◆ BRIEF
Would you please copy each line below that includes the string "instance"?

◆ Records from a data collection
╭──
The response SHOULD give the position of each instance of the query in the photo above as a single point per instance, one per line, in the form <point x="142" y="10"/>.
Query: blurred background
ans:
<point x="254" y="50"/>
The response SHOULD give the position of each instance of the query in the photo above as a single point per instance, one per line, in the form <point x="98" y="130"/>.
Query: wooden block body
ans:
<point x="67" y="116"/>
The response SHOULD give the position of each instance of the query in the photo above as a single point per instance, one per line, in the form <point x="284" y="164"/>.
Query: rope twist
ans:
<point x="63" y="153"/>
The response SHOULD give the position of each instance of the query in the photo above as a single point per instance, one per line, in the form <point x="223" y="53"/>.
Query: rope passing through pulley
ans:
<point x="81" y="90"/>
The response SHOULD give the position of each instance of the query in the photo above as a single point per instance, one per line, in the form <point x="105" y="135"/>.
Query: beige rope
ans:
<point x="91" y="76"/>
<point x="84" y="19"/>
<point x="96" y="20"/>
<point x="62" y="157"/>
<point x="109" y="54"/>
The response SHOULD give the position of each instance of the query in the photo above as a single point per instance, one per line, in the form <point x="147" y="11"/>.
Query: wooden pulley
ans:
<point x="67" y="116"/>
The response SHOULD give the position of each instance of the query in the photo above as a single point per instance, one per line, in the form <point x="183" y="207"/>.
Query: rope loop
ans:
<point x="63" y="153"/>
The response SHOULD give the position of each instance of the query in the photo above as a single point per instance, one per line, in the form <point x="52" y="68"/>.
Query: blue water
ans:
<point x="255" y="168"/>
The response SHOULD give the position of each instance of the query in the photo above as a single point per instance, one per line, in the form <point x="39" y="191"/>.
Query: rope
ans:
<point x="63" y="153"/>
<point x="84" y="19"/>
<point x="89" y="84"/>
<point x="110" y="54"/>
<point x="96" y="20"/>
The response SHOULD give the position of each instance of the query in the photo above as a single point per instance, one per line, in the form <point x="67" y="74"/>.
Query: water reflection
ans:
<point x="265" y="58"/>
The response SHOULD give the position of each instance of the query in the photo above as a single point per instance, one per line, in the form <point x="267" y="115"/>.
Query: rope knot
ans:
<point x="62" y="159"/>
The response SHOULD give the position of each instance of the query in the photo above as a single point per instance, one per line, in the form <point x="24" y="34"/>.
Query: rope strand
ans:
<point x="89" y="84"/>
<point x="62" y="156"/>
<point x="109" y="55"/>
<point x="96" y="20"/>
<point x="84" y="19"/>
╰──
◆ SOLUTION FOR THIS PROBLEM
The response SHOULD give the position of each instance of the query in the photo above as a single point per instance, one per line, in the form <point x="142" y="10"/>.
The response SHOULD give the position of each instance of the query in the photo above as a single point per instance, one per line, in the form <point x="98" y="130"/>.
The response SHOULD give the position of each instance of the query in the photo above as a single point per instance, one per line, in the form <point x="284" y="164"/>.
The response SHOULD give the position of each instance of the query in the photo above as a single point per instance, one per line, in the form <point x="223" y="53"/>.
The response SHOULD give the position of each instance of the query in the photo above as a single point per instance, one per line, in the form <point x="105" y="135"/>.
The response SHOULD give the position of each instance of the query in the photo above as a single point per instance, one per line, in the form <point x="147" y="11"/>.
The response SHOULD give the position of each instance of the query in the photo above as a single point per instance, one per line, in the form <point x="183" y="207"/>.
The response SHOULD give the position of each instance of the query in the photo above as a single point per instance, one per line, in the form <point x="52" y="68"/>.
The response SHOULD give the position of each instance of the query in the photo above as a single point per instance, one per line, in the form <point x="39" y="191"/>.
The response SHOULD give the position of each instance of the query in the photo above as a single point per instance, one per line, in the form <point x="67" y="74"/>.
The response SHOULD give the position of each instance of the query in the photo above as a single point per instance, one per line, in the form <point x="267" y="115"/>.
The response SHOULD give the position of each instance of the query in the photo above as a single point per instance, one per line, in the form <point x="24" y="34"/>.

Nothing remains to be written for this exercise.